╭─ Records supplied
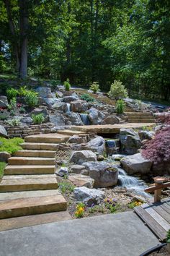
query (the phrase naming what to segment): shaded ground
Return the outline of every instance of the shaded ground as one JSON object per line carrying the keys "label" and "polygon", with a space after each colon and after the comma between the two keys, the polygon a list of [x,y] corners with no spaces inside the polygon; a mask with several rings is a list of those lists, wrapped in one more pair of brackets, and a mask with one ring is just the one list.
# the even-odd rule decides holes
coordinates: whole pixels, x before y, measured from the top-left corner
{"label": "shaded ground", "polygon": [[133,212],[0,232],[1,256],[138,256],[158,244]]}

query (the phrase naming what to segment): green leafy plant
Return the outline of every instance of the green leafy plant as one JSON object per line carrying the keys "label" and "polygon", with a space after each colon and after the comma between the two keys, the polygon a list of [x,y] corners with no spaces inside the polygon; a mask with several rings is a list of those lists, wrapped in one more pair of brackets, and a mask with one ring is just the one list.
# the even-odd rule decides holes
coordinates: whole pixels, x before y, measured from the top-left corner
{"label": "green leafy plant", "polygon": [[83,202],[79,202],[76,206],[75,216],[77,218],[82,218],[84,216],[85,205]]}
{"label": "green leafy plant", "polygon": [[32,119],[34,124],[40,124],[45,121],[45,117],[42,114],[38,114],[37,115],[32,115],[31,118]]}
{"label": "green leafy plant", "polygon": [[91,96],[89,94],[88,94],[88,93],[82,94],[81,95],[81,99],[83,100],[83,101],[86,101],[87,102],[94,102],[94,101],[95,101],[94,98],[92,96]]}
{"label": "green leafy plant", "polygon": [[16,151],[22,150],[20,144],[24,142],[24,140],[18,137],[12,139],[0,137],[0,151],[6,151],[13,154]]}
{"label": "green leafy plant", "polygon": [[58,184],[59,188],[63,194],[66,192],[71,193],[73,191],[75,186],[71,183],[68,182],[66,181],[61,182]]}
{"label": "green leafy plant", "polygon": [[6,120],[6,123],[10,125],[11,127],[17,127],[21,124],[20,119],[18,117],[15,117],[12,119]]}
{"label": "green leafy plant", "polygon": [[27,91],[25,95],[25,103],[30,107],[35,107],[38,105],[38,93],[33,90]]}
{"label": "green leafy plant", "polygon": [[94,93],[96,93],[100,90],[99,85],[98,82],[93,82],[92,85],[90,86],[89,89],[92,90]]}
{"label": "green leafy plant", "polygon": [[6,95],[8,98],[8,100],[10,101],[14,98],[17,98],[18,95],[18,90],[14,88],[10,88],[6,90]]}
{"label": "green leafy plant", "polygon": [[125,103],[123,100],[118,100],[116,102],[116,112],[117,114],[122,114],[125,108]]}
{"label": "green leafy plant", "polygon": [[71,84],[69,79],[67,78],[66,81],[65,81],[63,84],[66,91],[69,92],[69,90],[71,90]]}
{"label": "green leafy plant", "polygon": [[111,85],[109,96],[115,100],[118,100],[128,96],[128,90],[122,85],[122,82],[115,80]]}

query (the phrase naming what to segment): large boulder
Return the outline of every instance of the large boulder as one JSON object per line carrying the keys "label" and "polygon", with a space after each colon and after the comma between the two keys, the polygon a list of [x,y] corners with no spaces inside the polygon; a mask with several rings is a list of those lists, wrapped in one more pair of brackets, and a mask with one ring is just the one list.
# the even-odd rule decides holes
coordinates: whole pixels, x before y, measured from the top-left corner
{"label": "large boulder", "polygon": [[7,97],[0,95],[0,108],[7,108],[7,106],[8,106]]}
{"label": "large boulder", "polygon": [[91,124],[101,124],[104,115],[102,112],[99,111],[97,109],[91,108],[89,110],[89,119]]}
{"label": "large boulder", "polygon": [[120,124],[120,119],[119,117],[116,116],[115,115],[111,115],[105,118],[102,124]]}
{"label": "large boulder", "polygon": [[79,114],[74,112],[67,112],[66,116],[69,120],[69,125],[84,125]]}
{"label": "large boulder", "polygon": [[88,109],[88,103],[81,100],[71,102],[71,109],[73,112],[85,112]]}
{"label": "large boulder", "polygon": [[71,101],[74,101],[79,100],[79,96],[76,93],[73,93],[71,95],[68,96],[63,97],[63,102],[70,103]]}
{"label": "large boulder", "polygon": [[86,187],[76,187],[73,190],[75,198],[91,206],[92,204],[99,204],[104,198],[104,192],[95,189],[88,189]]}
{"label": "large boulder", "polygon": [[29,113],[27,114],[27,116],[32,116],[32,115],[38,115],[40,114],[42,114],[45,118],[45,121],[48,121],[48,119],[49,119],[49,116],[48,114],[48,111],[46,108],[35,108],[32,111],[31,111],[30,113]]}
{"label": "large boulder", "polygon": [[63,115],[58,112],[55,112],[55,115],[50,115],[49,119],[52,124],[58,127],[65,125],[66,123]]}
{"label": "large boulder", "polygon": [[87,162],[83,166],[89,171],[89,175],[94,179],[94,186],[98,187],[112,187],[118,181],[118,168],[107,162]]}
{"label": "large boulder", "polygon": [[5,128],[1,125],[0,125],[0,136],[4,137],[5,138],[8,137],[7,132],[6,131]]}
{"label": "large boulder", "polygon": [[91,150],[75,151],[72,153],[70,159],[70,162],[77,164],[89,161],[97,161],[97,155]]}
{"label": "large boulder", "polygon": [[93,152],[98,152],[99,155],[102,155],[105,150],[105,140],[101,136],[98,136],[91,140],[84,147],[86,150]]}
{"label": "large boulder", "polygon": [[86,187],[89,189],[92,189],[94,183],[94,179],[82,174],[71,174],[68,180],[76,187]]}
{"label": "large boulder", "polygon": [[140,153],[122,158],[120,163],[128,174],[148,174],[152,166],[152,162],[144,158]]}
{"label": "large boulder", "polygon": [[133,129],[120,129],[120,140],[122,150],[127,155],[133,155],[138,153],[138,149],[142,146],[138,132]]}

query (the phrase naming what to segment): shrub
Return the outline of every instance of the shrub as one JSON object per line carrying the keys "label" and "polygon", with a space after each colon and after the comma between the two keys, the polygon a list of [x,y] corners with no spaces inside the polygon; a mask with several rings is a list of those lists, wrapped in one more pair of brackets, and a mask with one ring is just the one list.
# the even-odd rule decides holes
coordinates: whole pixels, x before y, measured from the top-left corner
{"label": "shrub", "polygon": [[116,102],[116,112],[117,114],[122,114],[125,108],[125,103],[123,100],[118,100]]}
{"label": "shrub", "polygon": [[21,143],[24,142],[22,138],[5,139],[0,137],[0,151],[6,151],[10,154],[13,154],[16,151],[22,150]]}
{"label": "shrub", "polygon": [[35,107],[38,105],[38,93],[32,90],[28,90],[25,95],[25,103],[30,107]]}
{"label": "shrub", "polygon": [[10,125],[11,127],[17,127],[20,125],[20,119],[18,117],[15,117],[12,119],[9,119],[6,121],[6,124]]}
{"label": "shrub", "polygon": [[94,98],[92,96],[91,96],[89,94],[88,94],[88,93],[82,94],[81,95],[81,99],[83,100],[83,101],[86,101],[87,102],[94,102],[94,101],[95,101]]}
{"label": "shrub", "polygon": [[4,162],[0,162],[0,179],[3,176],[4,174],[4,168],[6,166],[6,163]]}
{"label": "shrub", "polygon": [[6,95],[8,98],[8,100],[12,100],[13,98],[17,98],[18,95],[18,90],[14,88],[10,88],[6,90]]}
{"label": "shrub", "polygon": [[92,90],[94,93],[99,91],[99,85],[98,82],[93,82],[92,85],[90,86],[89,89]]}
{"label": "shrub", "polygon": [[155,164],[170,161],[170,126],[157,132],[155,137],[145,144],[142,155]]}
{"label": "shrub", "polygon": [[40,124],[45,121],[45,117],[42,114],[38,114],[37,115],[31,116],[34,124]]}
{"label": "shrub", "polygon": [[68,92],[71,90],[71,84],[68,78],[64,82],[64,88],[66,92]]}
{"label": "shrub", "polygon": [[111,98],[118,100],[127,98],[128,93],[122,82],[115,80],[114,83],[111,85],[108,95]]}

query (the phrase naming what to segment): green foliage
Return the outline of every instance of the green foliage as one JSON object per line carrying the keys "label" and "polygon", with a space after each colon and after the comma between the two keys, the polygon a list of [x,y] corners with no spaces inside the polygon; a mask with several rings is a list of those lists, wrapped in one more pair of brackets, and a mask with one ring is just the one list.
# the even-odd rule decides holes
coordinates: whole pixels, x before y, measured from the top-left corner
{"label": "green foliage", "polygon": [[22,150],[22,147],[19,145],[24,142],[24,140],[18,137],[12,139],[0,137],[0,151],[6,151],[10,154],[13,154],[16,151]]}
{"label": "green foliage", "polygon": [[123,100],[118,100],[116,102],[116,112],[117,114],[124,113],[125,108],[125,103]]}
{"label": "green foliage", "polygon": [[20,119],[18,117],[13,118],[12,119],[6,120],[6,124],[11,127],[17,127],[20,125]]}
{"label": "green foliage", "polygon": [[32,115],[31,118],[33,120],[34,124],[40,124],[45,121],[45,117],[42,114],[38,114],[37,115]]}
{"label": "green foliage", "polygon": [[0,162],[0,179],[3,176],[4,174],[4,168],[6,166],[6,163],[4,162]]}
{"label": "green foliage", "polygon": [[73,191],[74,188],[76,187],[71,183],[66,181],[59,182],[58,186],[62,194],[64,194],[66,192],[71,193],[71,192]]}
{"label": "green foliage", "polygon": [[92,96],[91,96],[89,94],[88,94],[88,93],[82,94],[81,95],[81,99],[83,100],[83,101],[86,101],[87,102],[94,102],[94,101],[95,101],[94,98]]}
{"label": "green foliage", "polygon": [[111,85],[110,90],[108,93],[109,96],[115,100],[118,100],[128,97],[128,91],[125,88],[122,82],[115,80],[114,83]]}
{"label": "green foliage", "polygon": [[25,103],[30,107],[35,107],[38,105],[38,93],[32,90],[27,91],[25,95]]}
{"label": "green foliage", "polygon": [[66,92],[68,92],[71,90],[71,84],[70,84],[69,79],[67,78],[66,81],[65,81],[63,84],[64,84],[65,90]]}
{"label": "green foliage", "polygon": [[10,101],[13,98],[16,98],[18,95],[18,90],[14,88],[10,88],[6,90],[6,95],[8,100]]}
{"label": "green foliage", "polygon": [[90,86],[89,89],[92,90],[94,93],[96,93],[100,90],[99,85],[97,82],[93,82],[92,85]]}

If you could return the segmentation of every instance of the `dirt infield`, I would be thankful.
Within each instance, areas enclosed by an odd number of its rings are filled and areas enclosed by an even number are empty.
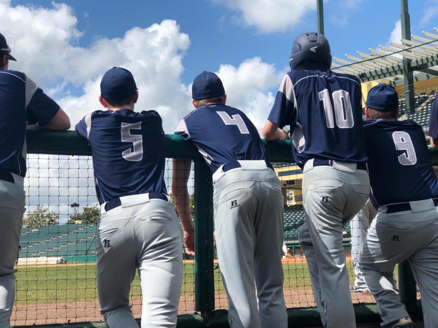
╰─
> What this task involves:
Rewrite everything from the line containing "If you could" down to the end of the entries as a JSON list of strings, one string per line, skipping blank lines and leaving out the pictures.

> Exercise response:
[
  "If you could return the segmentation of every instance of the `dirt infield`, I would be thankful.",
  "Within each instance, areas enclosed by an odd number of its rings are filled and areas enclosed by an even number are empty."
]